Figure 8: (a) ROMS model MDT contours, (b) Mid Atlantic Bight circulation, (c) CNES-CLS18 MDT contours and (d) CNES-CLS22 MDT contours.
CNES-CLS18 MDT (Fig. 8 (c)) shows a slightly more organized circulation on the shelf, although contours on the inner shelf are noisy. Coastal currents in the Gulf of Maine emerge: Coastal currents on the Scotian Shelf or in the Gulf of Maine are present but weak. In addition, there are still MDT contours cutting the coast, and sea-level slope inversions along the shelf.
The CNES-CLS22 MDT (Fig. 8 (d)) is also noisy on the continental shelf, and there are still contours cutting the coast (associated with low geostrophic velocities). Coastal currents on the Scotian Shelf are more organized, but there still flows into the coast of central New Jersey. So CNES-CLS22 MDT is a significant improvement, but that there is still a way to go to bring MDT to the coast on broad shelves.

4.2.2 Quantitative validation with independent T/S profiles

The CNES-CLS22 and CNES-CLS18 MDTs are compared with independent data. Around 5% of the T/S profiles dataset are randomly selected from 2017 and kept for validation (independent data for CNES-CLS22 and CNES-CLS18 MDTs). The dynamic height estimated from T/S profiles (from a reference depth) characterizes a baroclinic component of the dynamic circulation. Whereas altimetry measures a height that is also influenced by baroclinic processes occurring from the reference depth to the bottom of the water column, and by barotropic processes. For validation purposes, we choose to keep only the deepest profiles (with a reference depth of 1900m), thus reducing the number of deep baroclinic processes not taken into account; this leaves us with a validation set of 2% of the database.

Dataset entries
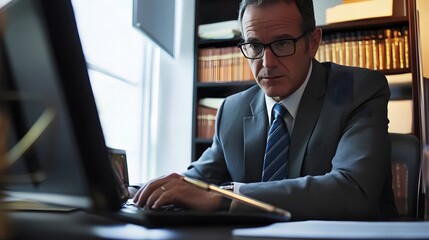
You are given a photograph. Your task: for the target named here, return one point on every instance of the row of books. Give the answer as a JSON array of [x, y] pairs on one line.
[[400, 186], [381, 49], [225, 64]]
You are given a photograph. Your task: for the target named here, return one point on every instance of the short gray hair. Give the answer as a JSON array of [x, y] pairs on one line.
[[305, 7]]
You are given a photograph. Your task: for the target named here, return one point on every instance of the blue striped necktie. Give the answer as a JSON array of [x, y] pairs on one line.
[[277, 149]]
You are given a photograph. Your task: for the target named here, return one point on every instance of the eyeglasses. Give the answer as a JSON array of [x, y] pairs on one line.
[[280, 48]]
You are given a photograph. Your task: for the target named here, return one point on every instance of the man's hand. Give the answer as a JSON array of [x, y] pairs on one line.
[[172, 189]]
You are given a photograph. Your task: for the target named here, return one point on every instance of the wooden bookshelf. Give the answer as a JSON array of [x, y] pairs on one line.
[[206, 13]]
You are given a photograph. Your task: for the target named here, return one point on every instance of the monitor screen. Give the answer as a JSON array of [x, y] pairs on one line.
[[56, 152]]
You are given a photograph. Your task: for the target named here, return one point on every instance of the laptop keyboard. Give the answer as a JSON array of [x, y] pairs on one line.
[[129, 205]]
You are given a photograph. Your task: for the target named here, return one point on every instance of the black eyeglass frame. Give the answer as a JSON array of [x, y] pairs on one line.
[[265, 45]]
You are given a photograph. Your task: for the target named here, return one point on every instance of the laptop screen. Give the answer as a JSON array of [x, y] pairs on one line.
[[56, 152]]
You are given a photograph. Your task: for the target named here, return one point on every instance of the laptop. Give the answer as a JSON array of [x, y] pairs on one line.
[[173, 216], [57, 152]]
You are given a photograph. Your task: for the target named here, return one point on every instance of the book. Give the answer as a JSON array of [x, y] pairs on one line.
[[365, 9], [219, 30], [206, 116]]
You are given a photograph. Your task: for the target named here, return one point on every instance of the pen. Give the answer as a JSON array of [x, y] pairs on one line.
[[234, 196]]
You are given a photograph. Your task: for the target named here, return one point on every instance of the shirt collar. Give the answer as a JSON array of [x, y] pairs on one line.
[[292, 102]]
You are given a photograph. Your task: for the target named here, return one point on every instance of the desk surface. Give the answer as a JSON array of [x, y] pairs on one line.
[[82, 225]]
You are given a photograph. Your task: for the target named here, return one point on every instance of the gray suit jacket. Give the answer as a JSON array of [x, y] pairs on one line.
[[339, 162]]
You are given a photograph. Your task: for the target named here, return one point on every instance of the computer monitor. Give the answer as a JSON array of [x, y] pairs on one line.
[[50, 106]]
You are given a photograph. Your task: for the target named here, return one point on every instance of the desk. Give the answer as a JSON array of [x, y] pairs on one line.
[[81, 225]]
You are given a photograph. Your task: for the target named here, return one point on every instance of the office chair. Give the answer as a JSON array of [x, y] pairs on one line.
[[406, 155]]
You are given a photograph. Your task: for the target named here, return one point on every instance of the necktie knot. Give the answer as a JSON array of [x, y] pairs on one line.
[[277, 149]]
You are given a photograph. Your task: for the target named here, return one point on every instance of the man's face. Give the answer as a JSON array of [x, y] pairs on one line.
[[279, 77]]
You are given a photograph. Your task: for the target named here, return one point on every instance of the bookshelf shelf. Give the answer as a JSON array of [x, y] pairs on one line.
[[364, 24]]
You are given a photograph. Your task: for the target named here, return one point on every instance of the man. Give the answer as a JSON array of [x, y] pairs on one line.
[[337, 146]]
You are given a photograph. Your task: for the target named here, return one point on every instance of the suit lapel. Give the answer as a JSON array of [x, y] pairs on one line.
[[255, 129], [308, 112]]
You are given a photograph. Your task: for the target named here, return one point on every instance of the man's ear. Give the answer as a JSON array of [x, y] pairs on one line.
[[315, 39]]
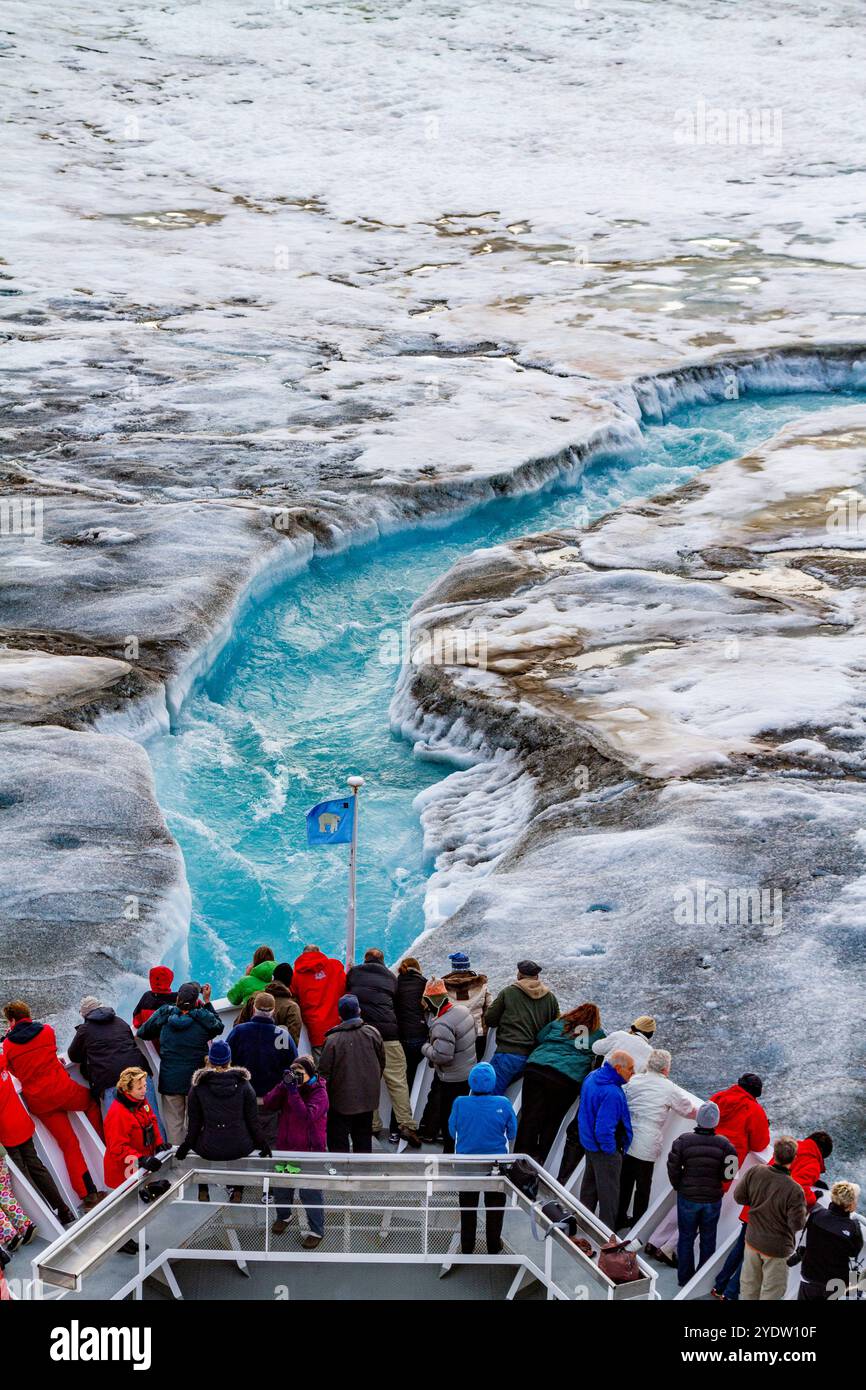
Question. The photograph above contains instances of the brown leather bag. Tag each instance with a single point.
(619, 1262)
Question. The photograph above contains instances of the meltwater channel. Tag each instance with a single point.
(299, 699)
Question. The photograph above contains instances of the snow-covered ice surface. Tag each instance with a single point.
(285, 275)
(683, 688)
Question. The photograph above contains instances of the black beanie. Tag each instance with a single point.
(751, 1083)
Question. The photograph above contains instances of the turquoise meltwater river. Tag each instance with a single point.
(299, 699)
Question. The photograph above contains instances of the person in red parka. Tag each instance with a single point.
(17, 1139)
(317, 984)
(741, 1118)
(745, 1123)
(132, 1130)
(160, 993)
(49, 1091)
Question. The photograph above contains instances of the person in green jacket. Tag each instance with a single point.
(553, 1075)
(519, 1014)
(257, 977)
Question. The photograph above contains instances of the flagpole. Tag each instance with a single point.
(356, 783)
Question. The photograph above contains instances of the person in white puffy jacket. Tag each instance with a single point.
(651, 1096)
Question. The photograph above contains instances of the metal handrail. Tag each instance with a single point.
(78, 1253)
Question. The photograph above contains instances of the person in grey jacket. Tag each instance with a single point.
(352, 1062)
(451, 1051)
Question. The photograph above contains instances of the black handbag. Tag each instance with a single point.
(524, 1178)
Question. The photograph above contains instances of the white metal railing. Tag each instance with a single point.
(377, 1208)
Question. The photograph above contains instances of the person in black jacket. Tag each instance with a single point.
(376, 987)
(701, 1168)
(412, 1022)
(833, 1239)
(103, 1047)
(223, 1115)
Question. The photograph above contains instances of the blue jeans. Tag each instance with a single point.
(508, 1066)
(695, 1219)
(313, 1204)
(727, 1282)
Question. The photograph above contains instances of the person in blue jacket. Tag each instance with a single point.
(481, 1123)
(605, 1132)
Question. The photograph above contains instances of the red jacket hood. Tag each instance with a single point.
(313, 961)
(161, 979)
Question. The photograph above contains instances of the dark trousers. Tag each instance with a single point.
(313, 1203)
(812, 1293)
(494, 1216)
(601, 1184)
(727, 1282)
(430, 1121)
(25, 1158)
(412, 1051)
(546, 1096)
(695, 1219)
(448, 1094)
(637, 1178)
(356, 1127)
(572, 1153)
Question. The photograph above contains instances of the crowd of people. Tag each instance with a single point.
(250, 1091)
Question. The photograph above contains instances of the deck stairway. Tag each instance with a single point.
(385, 1211)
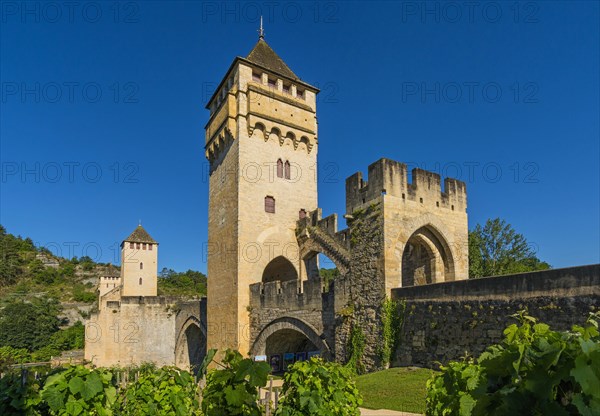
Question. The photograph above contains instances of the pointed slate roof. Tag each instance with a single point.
(139, 235)
(264, 56)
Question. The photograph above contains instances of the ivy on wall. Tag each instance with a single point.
(392, 320)
(356, 349)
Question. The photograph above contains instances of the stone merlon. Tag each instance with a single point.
(389, 177)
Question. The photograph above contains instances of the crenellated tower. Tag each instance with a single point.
(425, 230)
(261, 144)
(139, 264)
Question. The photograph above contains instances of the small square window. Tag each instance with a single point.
(270, 204)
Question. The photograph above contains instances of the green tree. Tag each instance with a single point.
(29, 325)
(497, 249)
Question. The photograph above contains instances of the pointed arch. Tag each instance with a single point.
(279, 269)
(287, 169)
(426, 258)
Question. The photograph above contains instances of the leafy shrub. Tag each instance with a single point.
(18, 399)
(233, 388)
(81, 294)
(29, 325)
(10, 355)
(317, 388)
(534, 371)
(78, 390)
(168, 391)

**Directions**. Rewrite the mean dynamic topography passage starting at "The CNES-CLS22 MDT" and ending at "on broad shelves.", changing "noisy" to "irregular".

**Response to the exercise**.
The CNES-CLS22 MDT (Fig. 8 (d)) is also irregular on the continental shelf, and there are still contours cutting the coast (associated with low geostrophic velocities). Coastal currents on the Scotian Shelf are more organized, but there still flows into the coast of central New Jersey. So CNES-CLS22 MDT is a significant improvement, but that there is still a way to go to bring MDT to the coast on broad shelves.